━━ TEXTE PRÉSENTÉ ━━

La situation a changé dans les années 1980 avec le Sida. Mais après la validation des tri-thérapies, l’intérêt pour la virologie est retombé. Il en fut de même avec l’épidémie du virus H5N1. 
Le cas du Covid-19 est exemplaire.

Il y a encore 20 ans, seulement quatre virus de la famille des coronavirus étaient connus comme transmissibles aux humains. Parce que ces virus étaient peu pathogènes, cette famille de virus suscita peu d’intérêt pour les pouvoirs publics. Mais tout a changé aux débuts des années 2000, avec l’émergence d’un cinquième membre de la famille : le syndrome respiratoire aigu sévère (Sras) suivi par le syndrome respiratoire du Moyen-Orient (Mers).

Des recherches ont alors été lancées, pour mettre au point traitements et vaccins. Mais l’épidémie passée, les retours sur investissement ont été jugés insuffisants pour poursuivre l’effort de recherche. La majorité des projets sur le coronavirus ont été mis en veille faute de renouvellement des contrats et donc de financements. Résultat, des stratégies prometteuses de recherche ont été mises de côté alors que ce travail auraient pu être précieux pour accélérer la réponse à de futures épidémies. Donc quand un virus émerge, on demande aux équipes de se mobiliser en urgence et de trouver une solution pour le lendemain. Le temps perdu en recherche ne se rattrape pas. Cette pandémie a révélé le déclin de la recherche biomédicale française. La France paye la politique menée depuis des années par les différents gouvernements de contraindre les scientifiques à contribuer à faire du business au détriment de la démarche scientifique.

━━━
━━ LIGNES EXTRAITES ━━

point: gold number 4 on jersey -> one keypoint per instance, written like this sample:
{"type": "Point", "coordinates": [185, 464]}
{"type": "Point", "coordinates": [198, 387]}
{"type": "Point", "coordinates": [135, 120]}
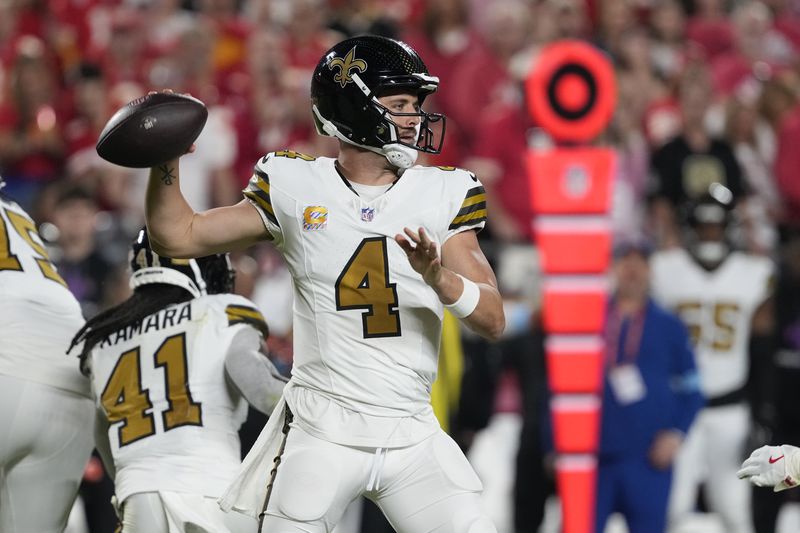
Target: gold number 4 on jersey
{"type": "Point", "coordinates": [124, 399]}
{"type": "Point", "coordinates": [364, 284]}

━━━

OBJECTIF DE L'EXERCICE:
Extrayez le texte sur la recherche en virologie en entier, sans y changer un seul mot. Les lignes n'ont aucun lien avec le texte sur la recherche en virologie.

RÉPONSE ATTENDUE:
La situation a changé dans les années 1980 avec le Sida. Mais après la validation des tri-thérapies, l’intérêt pour la virologie est retombé. Il en fut de même avec l’épidémie du virus H5N1. 
Le cas du Covid-19 est exemplaire.

Il y a encore 20 ans, seulement quatre virus de la famille des coronavirus étaient connus comme transmissibles aux humains. Parce que ces virus étaient peu pathogènes, cette famille de virus suscita peu d’intérêt pour les pouvoirs publics. Mais tout a changé aux débuts des années 2000, avec l’émergence d’un cinquième membre de la famille : le syndrome respiratoire aigu sévère (Sras) suivi par le syndrome respiratoire du Moyen-Orient (Mers).

Des recherches ont alors été lancées, pour mettre au point traitements et vaccins. Mais l’épidémie passée, les retours sur investissement ont été jugés insuffisants pour poursuivre l’effort de recherche. La majorité des projets sur le coronavirus ont été mis en veille faute de renouvellement des contrats et donc de financements. Résultat, des stratégies prometteuses de recherche ont été mises de côté alors que ce travail auraient pu être précieux pour accélérer la réponse à de futures épidémies. Donc quand un virus émerge, on demande aux équipes de se mobiliser en urgence et de trouver une solution pour le lendemain. Le temps perdu en recherche ne se rattrape pas. Cette pandémie a révélé le déclin de la recherche biomédicale française. La France paye la politique menée depuis des années par les différents gouvernements de contraindre les scientifiques à contribuer à faire du business au détriment de la démarche scientifique.